Tarea breve 1: Duplica sin cambios el fragmento del tutorial sobre Skip-Gram Word2Vec que se abre con las palabras "puede verse que" y se cierra con "palabra $o$ del vocabulario.".

== Extracto del documento ==

# Natural Language Processing en Pytorch

In [10]:
import torch

## Tutorial 2: Implementación de Skip-Gram Word2Vec

El objetivo es calcular la probabilidad de $P(\mathbf{O}|\mathbf{C})$ (probabilidad de las palabras de alrededor dada la palabra centra).

Podemos aproximar esta probabilidad con un modelo de Softmax:

$$
P(\mathbf{O}=o|\mathbf{C}=c) = \frac{\exp(\Theta x_c)}{\sum_{w\in Vocab}\exp(\theta_w^T x_c)}
$$

donde 

$$
\Theta = 
\begin{bmatrix}
-\;\theta_1^T \;- \\
-\; \theta_2^T \;- \\
\vdots \\
-\; \theta_{|V|}^T \; -
\end{bmatrix}
$$

y $x_c$ es un *one-hot* vector en la palabra $c$ del vocabulario $V$.
Si se define

$$
\Theta = U V
$$

con 

$$
\begin{align}
U = 
\begin{bmatrix}
- \; u_1^T \; - \\
- \; u_2^T \; - \\
\vdots \\
- \; u_{|V|}^T \; -
\end{bmatrix} & &
V = 
\begin{bmatrix}
| & | & & | \\
v_1 & v_2 & \cdots & v_{|V|} \\
| & | & & | \\
\end{bmatrix} & & 
u_i , v_i \in \mathbb{R}^{n} \; i= 1, \ldots, |V|
\end{align}
$$

puede verse que la expresión de la probabilidad condicional anterior queda

$$
\begin{align}
P(\mathbf{O}=o|\mathbf{C}=c) &= \frac{\exp(\Theta c)}{\sum_{w\in V}\exp(\theta_w^T c)} \\[.5em]
&= \frac{\exp(u_o^T v_c)}{\sum_{w\in V}\exp(u_w^T v_c)}
\end{align}
$$

donde $v_c$ es la columna de $V$ correspondiente a la plabra $c$ del vocabulario y $u_o^T$ es la fila $o$ de $U$ correspondiente a la palabra $o$ del vocabulario.

El siguiente paso es encontrar los parámetros de la distribución anterior, lo cual se hará minimizando la función de costo *Negative LogLikelihood* por gradiente estocástico. Para eso, se puede utilizar las relaciones

$$
\begin{align}
\frac{\partial J}{\partial U} = \frac{\partial J}{\partial \Theta} V^T & \hspace{3em} &
\frac{\partial J}{\partial V} = U^T \frac{\partial J}{\partial \Theta} 
\end{align}
$$

con $J(U,V) = NLL(P(o|c))$, o hacer el cálculo a mano a partir de la expresión completa:

$$
\begin{align}
J(U,V) &= - \log \left( \prod_{i=1}^N \prod_{j=1}^{|V|} P(o_i = j | x_i)^{\mathbb{1}_{\{y_i = j\} }} \right) \\
&= 
\end{align}
$$


In [36]:
class Stanford(torch.utils.data.Dataset):
    
    def __init__(self, path, samples='Train', context_size=2):
        
        super(Stanford, self).__init__()

===

Tarea breve 2: Anota de forma idéntica todos los registros que aparecen a continuación, línea por línea.

== Líneas de datos ==

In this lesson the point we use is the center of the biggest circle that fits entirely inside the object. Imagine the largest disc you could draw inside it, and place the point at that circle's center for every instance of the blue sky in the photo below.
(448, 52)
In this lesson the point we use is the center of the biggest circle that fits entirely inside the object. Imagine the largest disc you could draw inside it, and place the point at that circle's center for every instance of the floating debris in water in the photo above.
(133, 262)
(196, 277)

===

Resultado del ejercicio 1:
puede verse que la expresión de la probabilidad condicional anterior queda

$$
\begin{align}
P(\mathbf{O}=o|\mathbf{C}=c) &= \frac{\exp(\Theta c)}{\sum_{w\in V}\exp(\theta_w^T c)} \\[.5em]
&= \frac{\exp(u_o^T v_c)}{\sum_{w\in V}\exp(u_w^T v_c)}
\end{align}
$$

donde $v_c$ es la columna de $V$ correspondiente a la plabra $c$ del vocabulario y $u_o^T$ es la fila $o$ de $U$ correspondiente a la palabra $o$ del vocabulario.

Resultado del ejercicio 2:
In this lesson the point we use is the center of the biggest circle that fits entirely inside the object. Imagine the largest disc you could draw inside it, and place the point at that circle's center for every instance of the blue sky in the photo below.
(448, 52)
In this lesson the point we use is the center of the biggest circle that fits entirely inside the object. Imagine the largest disc you could draw inside it, and place the point at that circle's center for every instance of the floating debris in water in the photo above.
(133, 262)
(196, 277)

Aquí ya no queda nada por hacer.